→ Written task
In the SoCalGas pipeline testing data response below, which pages of the August 26th Testimony explain the benefits of using the TFI tool before pressure testing?

→ Selected excerpt
+---+

Would the approximately 170 miles of transmission pipeline segments identified in the quote be subject to pressure testing as well as SoCalGas’ proposed MFL/TFI testing?

7.3.2

If the answer to the previous question is “yes,” please explain the detail why it would be to the ratepayers’ advantage to pay to test the pipelines twice using different testing approaches

7.3.3

If the answer to the question prior to the previous question is “no,” does SoCalGas believe that that the in-line inspection would be sufficient to meet the Commission’s order regarding testing all lines lacking in documentation of pressure testing?

RESPONSE 7.3.1

Yes.

RESPONSE 7.3.2

Page 56-57 of the August 26th Testimony explains the benefits associated with using the TFI tool prior to pressure testing.

RESPONSE 7.3.3

N/A.

QUESTION 7.4

Comparing workpapers WP-IX-1-5 and WP-IX-1-39, the first of which summarizes the SoCalGas transmission pressure test projects and the second of which summarizes the SoCalGas transmission ILI projects

7.4.1

Please confirm that there is a complete match on a pipeline by pipeline basis between the pipelines listed on page WP-IX-1-5 and the pipelines listed on page WP-IX-1-39.

7.4.2

For each pipeline listed on page WP-IX-1-5, does SoCalGas propose to also perform an inline inspection of the portions of the pipeline as well as pressure test these portions of the pipeline?

7.4.3

For each pipeline listed, the Total ILI miles shown on page WP-IX-1-39 seems to exceed the Total Miles shown on page WP-IX-1-5.

7.4.3.1

Please identify the additional segments of the pipeline that SoCalGas is proposing to complete on an ILI basis by marking these segments on the maps in workpapers Appendix IX-1-A or in the corresponding spreadsheets that are named with each transmission line number.

7.4.3.2

Please explain why SoCalGas is proposing to perform an inline inspection of the additional portions of each pipeline.

7.4.3.3

Does the ILI testing allow SoCalGas to examine the girth welds and wrinkle bends on the listed pipelines so as to determine whether they are in danger of failing?

RESPONSE 7.4.1

Each pipeline referenced in the table on page WP-IX-1-5 is also included in the table on page WP-IX-1-39.

RESPONSE 7.4.2

SoCalGas is proposing to perform in-line-inspection on each pipeline listed in the table on page WP-IX-1-5 in addition to the pressure test.

RESPONSE 7.4.3.1

In most, if not all, cases the ILI start and stop locations will fall outside the boundaries of the maps provided in the workpaper Appendix. The following is a table showing the approximate beginning and end locations of the ILI scope for each pipeline:

Line Number / ILI Start / ILI Stop
235 East / Adelanto Station (Adelanto) / Quigley Station (Santa Clarita)
235 West / Newberry Station (Newberry Springs) / Victorville Base (Victorville)
235 West / Victorville Base (Victorville) / Quigley Station (Santa Clarita)

+---+

→ Entries
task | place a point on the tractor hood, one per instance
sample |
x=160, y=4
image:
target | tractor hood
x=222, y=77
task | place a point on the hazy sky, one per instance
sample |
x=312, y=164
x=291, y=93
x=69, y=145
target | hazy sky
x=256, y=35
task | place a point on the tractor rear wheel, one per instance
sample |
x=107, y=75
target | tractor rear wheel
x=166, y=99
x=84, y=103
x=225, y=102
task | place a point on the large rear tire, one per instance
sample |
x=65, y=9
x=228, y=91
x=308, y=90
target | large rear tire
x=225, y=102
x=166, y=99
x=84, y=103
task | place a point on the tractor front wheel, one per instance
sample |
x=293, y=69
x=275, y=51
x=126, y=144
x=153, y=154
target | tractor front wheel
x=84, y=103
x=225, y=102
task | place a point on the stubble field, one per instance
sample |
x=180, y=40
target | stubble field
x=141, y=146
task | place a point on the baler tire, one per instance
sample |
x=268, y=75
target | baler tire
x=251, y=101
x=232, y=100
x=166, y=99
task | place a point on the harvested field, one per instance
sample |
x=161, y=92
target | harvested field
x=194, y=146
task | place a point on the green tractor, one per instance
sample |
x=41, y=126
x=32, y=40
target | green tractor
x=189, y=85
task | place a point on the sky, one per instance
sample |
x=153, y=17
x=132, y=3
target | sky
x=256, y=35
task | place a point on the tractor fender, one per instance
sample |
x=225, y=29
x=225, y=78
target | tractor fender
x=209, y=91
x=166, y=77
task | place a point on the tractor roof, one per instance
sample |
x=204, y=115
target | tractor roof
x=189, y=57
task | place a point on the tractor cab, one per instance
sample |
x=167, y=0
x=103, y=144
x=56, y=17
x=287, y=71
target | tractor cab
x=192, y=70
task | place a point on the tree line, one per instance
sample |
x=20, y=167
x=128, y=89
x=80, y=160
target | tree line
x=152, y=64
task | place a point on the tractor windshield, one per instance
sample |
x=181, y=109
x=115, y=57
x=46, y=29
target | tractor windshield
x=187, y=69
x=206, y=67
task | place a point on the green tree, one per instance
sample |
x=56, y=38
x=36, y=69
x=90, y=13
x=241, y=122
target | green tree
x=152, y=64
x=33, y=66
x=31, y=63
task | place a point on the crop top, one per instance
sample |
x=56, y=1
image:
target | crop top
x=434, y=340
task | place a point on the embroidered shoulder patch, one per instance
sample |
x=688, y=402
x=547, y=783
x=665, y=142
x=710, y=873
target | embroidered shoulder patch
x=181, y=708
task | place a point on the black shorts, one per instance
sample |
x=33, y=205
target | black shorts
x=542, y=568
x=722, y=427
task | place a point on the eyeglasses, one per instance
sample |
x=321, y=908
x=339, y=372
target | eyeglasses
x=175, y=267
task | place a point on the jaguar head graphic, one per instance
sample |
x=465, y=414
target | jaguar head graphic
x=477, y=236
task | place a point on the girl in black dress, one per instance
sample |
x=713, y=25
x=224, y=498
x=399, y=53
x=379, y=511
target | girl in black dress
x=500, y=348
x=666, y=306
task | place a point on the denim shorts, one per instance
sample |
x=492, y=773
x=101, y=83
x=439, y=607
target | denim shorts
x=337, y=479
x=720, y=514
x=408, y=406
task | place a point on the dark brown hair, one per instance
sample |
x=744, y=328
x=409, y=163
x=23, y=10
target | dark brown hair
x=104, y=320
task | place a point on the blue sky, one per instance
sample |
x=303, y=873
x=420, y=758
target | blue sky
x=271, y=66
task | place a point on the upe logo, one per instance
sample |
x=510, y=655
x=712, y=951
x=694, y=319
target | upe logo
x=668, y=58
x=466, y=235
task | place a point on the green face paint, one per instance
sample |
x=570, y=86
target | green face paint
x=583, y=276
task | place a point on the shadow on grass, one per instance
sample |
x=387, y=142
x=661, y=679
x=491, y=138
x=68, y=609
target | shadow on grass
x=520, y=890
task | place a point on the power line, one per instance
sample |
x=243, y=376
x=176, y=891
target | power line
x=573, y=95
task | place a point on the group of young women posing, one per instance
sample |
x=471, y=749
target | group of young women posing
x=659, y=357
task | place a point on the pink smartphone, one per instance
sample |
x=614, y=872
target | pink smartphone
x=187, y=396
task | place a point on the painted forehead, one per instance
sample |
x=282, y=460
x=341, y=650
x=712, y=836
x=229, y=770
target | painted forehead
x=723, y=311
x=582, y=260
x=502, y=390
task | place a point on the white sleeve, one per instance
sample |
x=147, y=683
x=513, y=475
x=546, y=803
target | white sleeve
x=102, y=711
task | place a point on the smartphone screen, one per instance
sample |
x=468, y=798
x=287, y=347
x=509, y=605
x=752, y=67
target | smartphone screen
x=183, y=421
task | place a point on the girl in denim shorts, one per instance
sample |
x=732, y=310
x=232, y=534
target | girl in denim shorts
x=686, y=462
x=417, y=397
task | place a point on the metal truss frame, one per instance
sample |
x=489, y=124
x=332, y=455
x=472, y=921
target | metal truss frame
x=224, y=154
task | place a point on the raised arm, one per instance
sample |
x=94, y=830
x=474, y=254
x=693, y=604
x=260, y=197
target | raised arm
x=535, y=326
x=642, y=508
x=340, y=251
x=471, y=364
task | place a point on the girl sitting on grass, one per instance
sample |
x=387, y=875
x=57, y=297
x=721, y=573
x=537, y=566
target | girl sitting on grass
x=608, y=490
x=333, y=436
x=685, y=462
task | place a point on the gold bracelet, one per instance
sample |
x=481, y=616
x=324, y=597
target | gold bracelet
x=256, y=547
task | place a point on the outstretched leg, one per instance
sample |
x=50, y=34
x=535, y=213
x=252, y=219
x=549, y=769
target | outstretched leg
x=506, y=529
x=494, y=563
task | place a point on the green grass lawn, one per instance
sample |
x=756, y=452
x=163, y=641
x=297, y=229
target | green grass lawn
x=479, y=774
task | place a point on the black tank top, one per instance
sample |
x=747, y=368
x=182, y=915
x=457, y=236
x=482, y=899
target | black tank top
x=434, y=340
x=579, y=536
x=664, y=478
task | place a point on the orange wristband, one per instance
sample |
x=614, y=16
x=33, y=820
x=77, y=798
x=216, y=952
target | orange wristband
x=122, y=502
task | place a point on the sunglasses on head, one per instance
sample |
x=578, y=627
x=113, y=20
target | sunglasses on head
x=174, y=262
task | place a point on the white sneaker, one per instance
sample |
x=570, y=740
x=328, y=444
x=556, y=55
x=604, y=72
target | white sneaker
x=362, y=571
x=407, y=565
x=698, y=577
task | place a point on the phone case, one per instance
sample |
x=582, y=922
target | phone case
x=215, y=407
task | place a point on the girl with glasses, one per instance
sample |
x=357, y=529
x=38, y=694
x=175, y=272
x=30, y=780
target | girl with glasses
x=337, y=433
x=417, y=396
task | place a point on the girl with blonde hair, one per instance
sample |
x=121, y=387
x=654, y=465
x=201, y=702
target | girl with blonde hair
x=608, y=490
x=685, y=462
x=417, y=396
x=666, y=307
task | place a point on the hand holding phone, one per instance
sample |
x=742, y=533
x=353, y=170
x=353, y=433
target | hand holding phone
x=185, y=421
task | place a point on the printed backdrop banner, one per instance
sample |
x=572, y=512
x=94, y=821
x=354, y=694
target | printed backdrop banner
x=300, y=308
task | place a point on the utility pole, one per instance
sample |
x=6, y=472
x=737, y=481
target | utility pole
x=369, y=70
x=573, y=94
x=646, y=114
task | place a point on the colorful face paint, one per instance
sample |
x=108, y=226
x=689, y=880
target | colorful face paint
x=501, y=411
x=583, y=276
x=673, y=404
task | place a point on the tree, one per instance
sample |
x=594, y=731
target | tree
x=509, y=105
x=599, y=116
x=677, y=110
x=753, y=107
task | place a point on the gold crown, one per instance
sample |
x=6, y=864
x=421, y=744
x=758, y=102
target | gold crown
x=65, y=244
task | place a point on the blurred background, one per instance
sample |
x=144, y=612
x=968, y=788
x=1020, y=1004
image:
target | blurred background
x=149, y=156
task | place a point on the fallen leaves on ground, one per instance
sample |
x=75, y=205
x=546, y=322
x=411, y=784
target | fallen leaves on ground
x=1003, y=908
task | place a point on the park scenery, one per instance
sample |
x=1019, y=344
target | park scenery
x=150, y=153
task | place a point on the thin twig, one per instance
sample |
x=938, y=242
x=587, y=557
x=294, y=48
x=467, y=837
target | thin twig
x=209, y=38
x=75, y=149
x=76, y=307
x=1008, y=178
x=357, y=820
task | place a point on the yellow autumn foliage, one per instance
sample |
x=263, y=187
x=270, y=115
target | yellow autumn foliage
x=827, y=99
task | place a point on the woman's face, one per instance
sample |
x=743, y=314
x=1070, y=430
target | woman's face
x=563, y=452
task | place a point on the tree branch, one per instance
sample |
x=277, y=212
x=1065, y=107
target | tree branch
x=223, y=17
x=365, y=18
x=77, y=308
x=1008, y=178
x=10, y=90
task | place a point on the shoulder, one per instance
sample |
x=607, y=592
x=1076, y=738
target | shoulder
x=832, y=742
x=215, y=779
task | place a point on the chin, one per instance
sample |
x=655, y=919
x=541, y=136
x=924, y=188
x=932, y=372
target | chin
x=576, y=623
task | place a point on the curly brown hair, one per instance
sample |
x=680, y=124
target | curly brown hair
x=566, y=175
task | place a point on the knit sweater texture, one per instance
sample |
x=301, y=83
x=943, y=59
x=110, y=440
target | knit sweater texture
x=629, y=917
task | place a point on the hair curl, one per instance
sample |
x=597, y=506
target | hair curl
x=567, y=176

+---+

→ Output for this task
Pages 56-57